Hughes proposed to the Australian wool sector that exports to Great Britain be embargoed to avoid competing with the excess British wartime wool stock that was coming on the market, and he also explained Watt’s role in London. When Watt got to London and read about Hughes’ activities in the The Times, the response was inevitable and familiar:
Astonished that you should have expounded a scheme to outsiders, portion of which vitally affects my mission, without prior consultation with me. Times today publishes telegram from Sydney … outlining whole (?) scheme which, it says, has caused consternation in wool circles, and this publicity is a gravely embarrassing fact. You must see that it is impossible to run business on these lines.
Nevertheless, Watt went to work and got good results. The chancellor of the exchequer, Austen Chamberlain, agreed to defer discussion on the repayment of war debts until the issue of British payments for Australian wool had been resolved. Watt then succeeded in getting the British Government to agree to pay almost £9 million of its wool debt, and he was hopeful of getting a pledge of up to £20 million more before he returned to Australia.
However, just as Watt was sending a cable to Hughes to advise him of his progress, Hughes was dealing with the related discussions with wool growers in Australia. Yet again, the tension between them boiled over. Hughes had gained the agreement of peak wool groups to his plan to stop exports to the United Kingdom, but they also pressured him for progress on the wool negotiations in London. Instead of waiting for an update from his treasurer, Hughes sent a cable to the British secretary of state for dominion affairs, urging that the matter be resolved immediately and in Australia’s favour. His cable to the British Government crossed with the update from Watt.

→ Problems to solve:
A. Do these statements agree with the excerpt on the wool negotiations? Answer yes or no for each, and quote the words of the excerpt that decide it.
(i) Austen Chamberlain agreed to put off discussing war debt repayment until the matter of British payments for Australian wool was settled.
(ii) Hughes waited for an update from Watt before contacting the British Government.
(iii) Watt got the British Government to agree to pay almost £9 million of its wool debt.
B. Name every person identified by name in the excerpt on the wool negotiations.
C. Answer from the excerpt on the wool negotiations:
(i) What did Hughes propose to the Australian wool sector?
(ii) What office did Austen Chamberlain hold?
(iii) To whom did Hughes send his cable urging that the matter be resolved immediately?

→ Excerpted records:

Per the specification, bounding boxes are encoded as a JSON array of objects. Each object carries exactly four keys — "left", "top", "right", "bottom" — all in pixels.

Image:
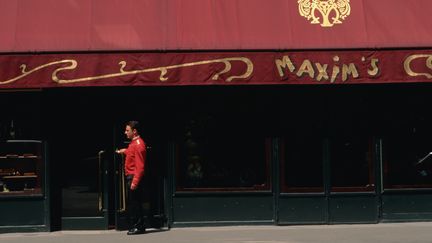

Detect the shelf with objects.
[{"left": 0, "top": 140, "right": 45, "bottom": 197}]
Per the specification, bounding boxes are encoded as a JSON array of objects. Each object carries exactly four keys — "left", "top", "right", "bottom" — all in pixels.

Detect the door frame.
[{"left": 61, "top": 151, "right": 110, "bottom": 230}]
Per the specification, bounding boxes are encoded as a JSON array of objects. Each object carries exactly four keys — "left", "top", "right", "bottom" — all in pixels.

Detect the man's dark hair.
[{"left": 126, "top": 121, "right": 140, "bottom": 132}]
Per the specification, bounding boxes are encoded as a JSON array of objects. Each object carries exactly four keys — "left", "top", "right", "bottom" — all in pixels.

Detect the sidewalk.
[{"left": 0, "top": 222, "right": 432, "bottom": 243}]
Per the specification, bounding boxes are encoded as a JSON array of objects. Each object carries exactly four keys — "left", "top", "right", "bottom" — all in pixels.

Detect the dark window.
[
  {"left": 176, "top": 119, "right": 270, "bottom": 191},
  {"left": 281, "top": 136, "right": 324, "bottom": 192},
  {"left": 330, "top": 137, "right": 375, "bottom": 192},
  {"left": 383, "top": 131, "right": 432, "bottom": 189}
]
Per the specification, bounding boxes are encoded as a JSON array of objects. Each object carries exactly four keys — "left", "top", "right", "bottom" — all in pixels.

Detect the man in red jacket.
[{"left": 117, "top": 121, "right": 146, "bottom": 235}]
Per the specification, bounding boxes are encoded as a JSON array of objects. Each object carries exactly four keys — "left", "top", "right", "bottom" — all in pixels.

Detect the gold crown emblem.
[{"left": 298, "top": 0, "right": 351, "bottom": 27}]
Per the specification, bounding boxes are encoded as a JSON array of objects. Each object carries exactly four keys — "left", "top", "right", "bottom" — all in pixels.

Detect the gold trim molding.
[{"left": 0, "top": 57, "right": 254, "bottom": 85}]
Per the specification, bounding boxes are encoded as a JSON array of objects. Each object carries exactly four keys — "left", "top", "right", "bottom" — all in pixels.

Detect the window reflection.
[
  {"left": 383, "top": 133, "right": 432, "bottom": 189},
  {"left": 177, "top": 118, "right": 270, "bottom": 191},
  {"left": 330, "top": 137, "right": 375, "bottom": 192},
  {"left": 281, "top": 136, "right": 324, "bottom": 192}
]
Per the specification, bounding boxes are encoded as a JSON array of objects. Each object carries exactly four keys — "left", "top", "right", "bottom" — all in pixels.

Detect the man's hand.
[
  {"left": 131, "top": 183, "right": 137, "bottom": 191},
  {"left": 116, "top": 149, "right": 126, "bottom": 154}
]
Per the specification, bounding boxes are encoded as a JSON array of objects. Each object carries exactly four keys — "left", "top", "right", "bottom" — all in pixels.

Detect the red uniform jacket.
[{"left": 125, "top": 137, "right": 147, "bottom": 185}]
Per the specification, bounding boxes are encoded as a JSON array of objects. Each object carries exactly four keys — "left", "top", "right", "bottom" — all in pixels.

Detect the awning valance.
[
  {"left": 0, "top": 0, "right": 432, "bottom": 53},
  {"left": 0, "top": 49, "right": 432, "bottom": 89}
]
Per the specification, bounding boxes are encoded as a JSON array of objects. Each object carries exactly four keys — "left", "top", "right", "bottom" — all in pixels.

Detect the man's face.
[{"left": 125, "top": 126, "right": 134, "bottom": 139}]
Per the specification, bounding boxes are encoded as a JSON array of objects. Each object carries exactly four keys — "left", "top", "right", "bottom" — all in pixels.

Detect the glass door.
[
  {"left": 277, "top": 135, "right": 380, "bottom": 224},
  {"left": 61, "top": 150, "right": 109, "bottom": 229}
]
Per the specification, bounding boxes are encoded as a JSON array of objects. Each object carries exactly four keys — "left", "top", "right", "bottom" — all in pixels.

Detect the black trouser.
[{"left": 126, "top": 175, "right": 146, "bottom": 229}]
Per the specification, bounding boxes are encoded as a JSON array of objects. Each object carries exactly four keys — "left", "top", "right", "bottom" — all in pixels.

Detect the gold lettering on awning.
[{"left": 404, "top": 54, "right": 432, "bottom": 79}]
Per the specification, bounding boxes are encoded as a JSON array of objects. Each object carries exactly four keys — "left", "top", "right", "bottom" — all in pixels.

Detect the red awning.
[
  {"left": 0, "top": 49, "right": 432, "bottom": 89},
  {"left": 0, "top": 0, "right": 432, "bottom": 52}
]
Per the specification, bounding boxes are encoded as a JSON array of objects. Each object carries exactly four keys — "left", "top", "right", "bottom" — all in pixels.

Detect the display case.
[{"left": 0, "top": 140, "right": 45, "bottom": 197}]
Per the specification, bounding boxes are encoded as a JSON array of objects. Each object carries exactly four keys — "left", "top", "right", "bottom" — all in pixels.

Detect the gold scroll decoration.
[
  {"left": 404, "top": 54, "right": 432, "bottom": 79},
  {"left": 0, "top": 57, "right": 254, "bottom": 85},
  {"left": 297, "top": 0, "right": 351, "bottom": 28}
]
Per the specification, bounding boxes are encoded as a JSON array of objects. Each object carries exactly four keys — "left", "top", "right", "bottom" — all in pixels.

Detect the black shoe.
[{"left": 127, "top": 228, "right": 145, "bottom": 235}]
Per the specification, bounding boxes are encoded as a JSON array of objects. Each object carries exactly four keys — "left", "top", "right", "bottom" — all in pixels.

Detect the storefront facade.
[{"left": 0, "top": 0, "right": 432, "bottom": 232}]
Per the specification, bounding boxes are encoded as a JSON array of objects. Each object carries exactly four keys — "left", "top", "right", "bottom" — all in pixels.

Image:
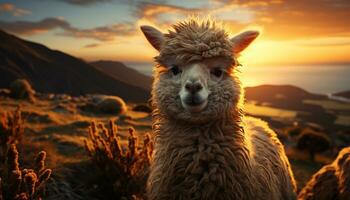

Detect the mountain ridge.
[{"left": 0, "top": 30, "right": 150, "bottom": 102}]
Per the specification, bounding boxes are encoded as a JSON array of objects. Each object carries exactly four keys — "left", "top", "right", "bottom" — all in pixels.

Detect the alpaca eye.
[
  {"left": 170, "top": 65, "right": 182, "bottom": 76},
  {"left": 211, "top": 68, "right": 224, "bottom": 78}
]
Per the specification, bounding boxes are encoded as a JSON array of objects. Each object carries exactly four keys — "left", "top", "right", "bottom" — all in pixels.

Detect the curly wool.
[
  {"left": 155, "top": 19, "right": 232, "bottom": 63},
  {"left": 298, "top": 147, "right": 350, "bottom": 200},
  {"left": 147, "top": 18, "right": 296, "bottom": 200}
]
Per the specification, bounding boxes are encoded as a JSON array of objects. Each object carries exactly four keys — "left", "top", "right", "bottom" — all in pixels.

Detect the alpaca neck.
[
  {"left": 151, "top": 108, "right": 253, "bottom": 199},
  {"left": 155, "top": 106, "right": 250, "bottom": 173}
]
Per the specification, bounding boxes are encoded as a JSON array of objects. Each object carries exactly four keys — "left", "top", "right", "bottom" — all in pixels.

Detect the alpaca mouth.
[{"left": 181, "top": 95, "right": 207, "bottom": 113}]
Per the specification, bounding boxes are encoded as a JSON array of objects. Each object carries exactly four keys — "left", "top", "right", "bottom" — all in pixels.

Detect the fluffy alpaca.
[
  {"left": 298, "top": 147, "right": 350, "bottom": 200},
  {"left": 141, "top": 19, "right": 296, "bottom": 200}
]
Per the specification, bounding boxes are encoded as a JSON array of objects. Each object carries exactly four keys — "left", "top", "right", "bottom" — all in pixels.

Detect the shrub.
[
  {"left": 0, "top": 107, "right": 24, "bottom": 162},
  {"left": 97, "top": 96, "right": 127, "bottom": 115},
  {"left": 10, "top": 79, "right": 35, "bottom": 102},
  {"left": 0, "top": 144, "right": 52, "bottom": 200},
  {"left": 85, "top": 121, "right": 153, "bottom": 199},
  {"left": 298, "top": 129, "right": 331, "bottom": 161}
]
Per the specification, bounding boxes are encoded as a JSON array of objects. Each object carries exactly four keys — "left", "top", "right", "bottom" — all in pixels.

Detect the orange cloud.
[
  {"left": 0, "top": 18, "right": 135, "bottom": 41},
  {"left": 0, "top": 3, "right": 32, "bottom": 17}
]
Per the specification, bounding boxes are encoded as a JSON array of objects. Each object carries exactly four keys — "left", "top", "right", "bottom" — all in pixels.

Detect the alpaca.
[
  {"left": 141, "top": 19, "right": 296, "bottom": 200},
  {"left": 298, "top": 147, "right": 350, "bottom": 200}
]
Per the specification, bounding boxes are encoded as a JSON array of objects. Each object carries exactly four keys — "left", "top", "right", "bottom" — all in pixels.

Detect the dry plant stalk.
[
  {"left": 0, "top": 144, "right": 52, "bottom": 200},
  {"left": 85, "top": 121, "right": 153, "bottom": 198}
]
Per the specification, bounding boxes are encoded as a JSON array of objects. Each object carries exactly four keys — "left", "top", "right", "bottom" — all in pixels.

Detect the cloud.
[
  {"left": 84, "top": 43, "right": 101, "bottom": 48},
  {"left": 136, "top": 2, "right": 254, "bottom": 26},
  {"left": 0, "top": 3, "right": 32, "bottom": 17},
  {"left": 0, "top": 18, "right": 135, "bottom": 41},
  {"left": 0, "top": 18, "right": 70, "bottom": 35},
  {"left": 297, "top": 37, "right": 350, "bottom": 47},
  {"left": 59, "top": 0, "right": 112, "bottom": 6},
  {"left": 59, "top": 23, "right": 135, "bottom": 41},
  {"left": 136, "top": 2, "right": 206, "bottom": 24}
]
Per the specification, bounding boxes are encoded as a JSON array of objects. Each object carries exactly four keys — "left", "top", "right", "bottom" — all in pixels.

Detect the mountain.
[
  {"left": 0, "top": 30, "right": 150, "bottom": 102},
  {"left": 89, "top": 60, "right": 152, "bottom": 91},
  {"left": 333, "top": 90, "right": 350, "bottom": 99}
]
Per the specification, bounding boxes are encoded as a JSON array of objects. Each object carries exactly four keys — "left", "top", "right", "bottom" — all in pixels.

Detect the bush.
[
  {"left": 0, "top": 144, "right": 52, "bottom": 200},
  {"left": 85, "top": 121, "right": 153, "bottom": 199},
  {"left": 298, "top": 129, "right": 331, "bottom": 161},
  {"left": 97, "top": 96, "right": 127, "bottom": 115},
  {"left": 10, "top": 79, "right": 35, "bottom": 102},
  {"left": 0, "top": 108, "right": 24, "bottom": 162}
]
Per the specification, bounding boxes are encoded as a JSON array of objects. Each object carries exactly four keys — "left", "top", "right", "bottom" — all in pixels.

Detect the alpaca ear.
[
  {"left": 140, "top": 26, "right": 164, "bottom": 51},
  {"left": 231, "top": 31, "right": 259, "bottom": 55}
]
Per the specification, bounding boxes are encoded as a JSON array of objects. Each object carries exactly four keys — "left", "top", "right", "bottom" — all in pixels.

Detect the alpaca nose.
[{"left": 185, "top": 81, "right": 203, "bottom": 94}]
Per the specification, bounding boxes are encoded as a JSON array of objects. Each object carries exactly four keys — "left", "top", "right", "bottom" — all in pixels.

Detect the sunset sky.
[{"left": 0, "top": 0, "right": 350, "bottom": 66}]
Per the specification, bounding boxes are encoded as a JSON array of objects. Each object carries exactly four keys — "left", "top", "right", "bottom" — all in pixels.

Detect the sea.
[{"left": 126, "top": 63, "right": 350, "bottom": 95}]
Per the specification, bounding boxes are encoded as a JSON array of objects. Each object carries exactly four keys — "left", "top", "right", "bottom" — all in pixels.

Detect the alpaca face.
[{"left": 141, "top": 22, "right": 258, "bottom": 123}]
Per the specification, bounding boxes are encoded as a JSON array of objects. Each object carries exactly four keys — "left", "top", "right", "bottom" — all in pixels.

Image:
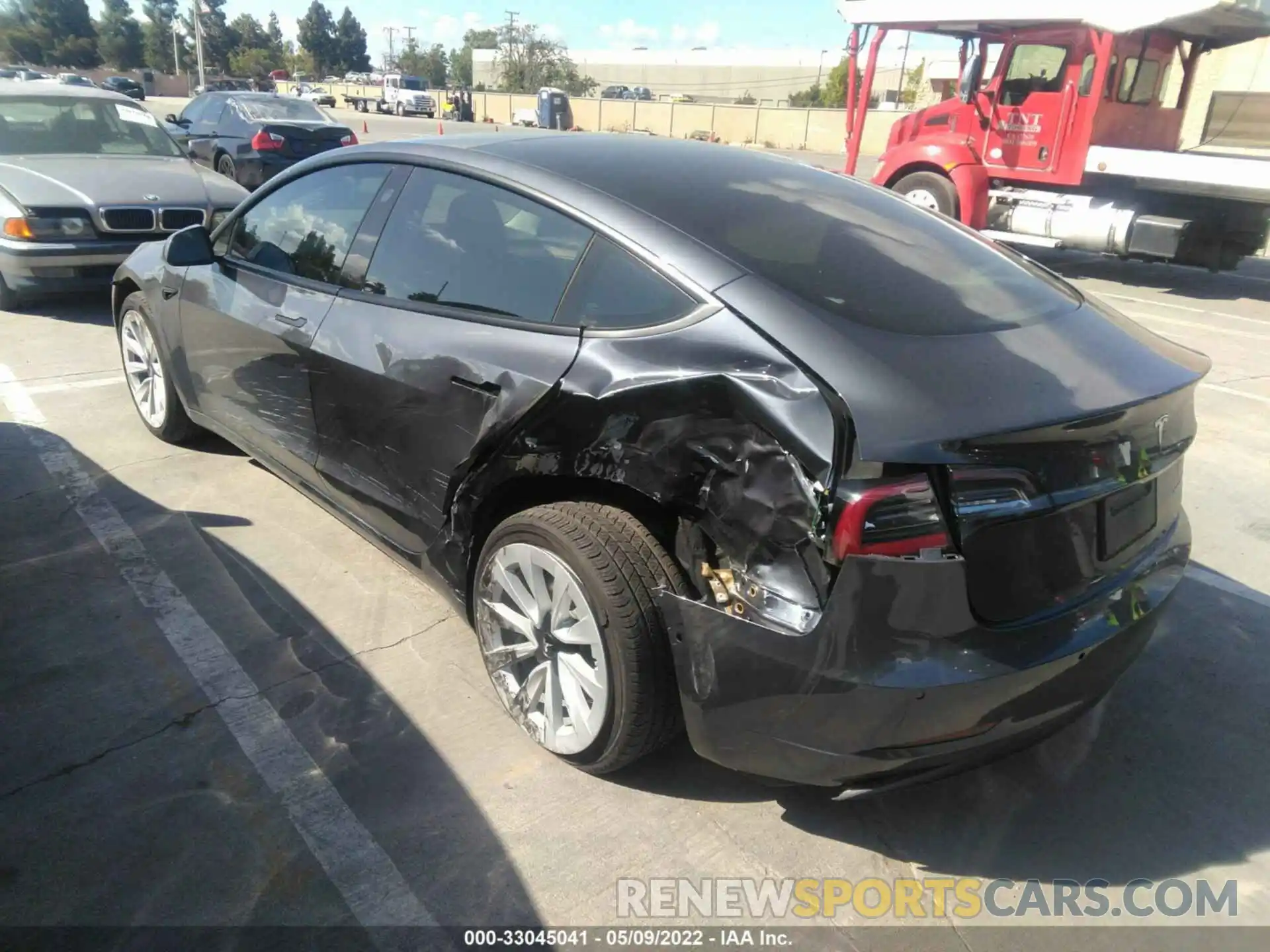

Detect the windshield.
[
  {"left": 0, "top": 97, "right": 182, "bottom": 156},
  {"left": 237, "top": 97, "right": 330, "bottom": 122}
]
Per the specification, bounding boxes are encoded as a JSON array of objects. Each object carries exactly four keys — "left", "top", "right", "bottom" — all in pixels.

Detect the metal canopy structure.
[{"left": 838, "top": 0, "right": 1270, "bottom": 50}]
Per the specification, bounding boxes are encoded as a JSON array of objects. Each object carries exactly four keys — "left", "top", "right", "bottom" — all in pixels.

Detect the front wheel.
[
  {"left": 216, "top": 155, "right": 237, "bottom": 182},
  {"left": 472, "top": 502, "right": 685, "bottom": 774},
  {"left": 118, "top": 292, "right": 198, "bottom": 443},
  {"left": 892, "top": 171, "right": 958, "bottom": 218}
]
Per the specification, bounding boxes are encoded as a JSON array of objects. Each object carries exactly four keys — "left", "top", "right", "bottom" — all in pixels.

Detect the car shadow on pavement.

→ Results for the exercise:
A.
(i) Yes: "agreed to defer discussion on the repayment of war debts until the issue of British payments for Australian wool had been resolved"
(ii) No: "Instead of waiting for an update from his treasurer, Hughes sent a cable to the British secretary of state for dominion affairs"
(iii) Yes: "succeeded in getting the British Government to agree to pay almost £9 million of its wool debt"

B. Hughes, Watt, Austen Chamberlain

C.
(i) That exports to Great Britain be embargoed, to avoid competing with the excess British wartime wool stock coming on the market.
(ii) Chancellor of the exchequer.
(iii) The British secretary of state for dominion affairs.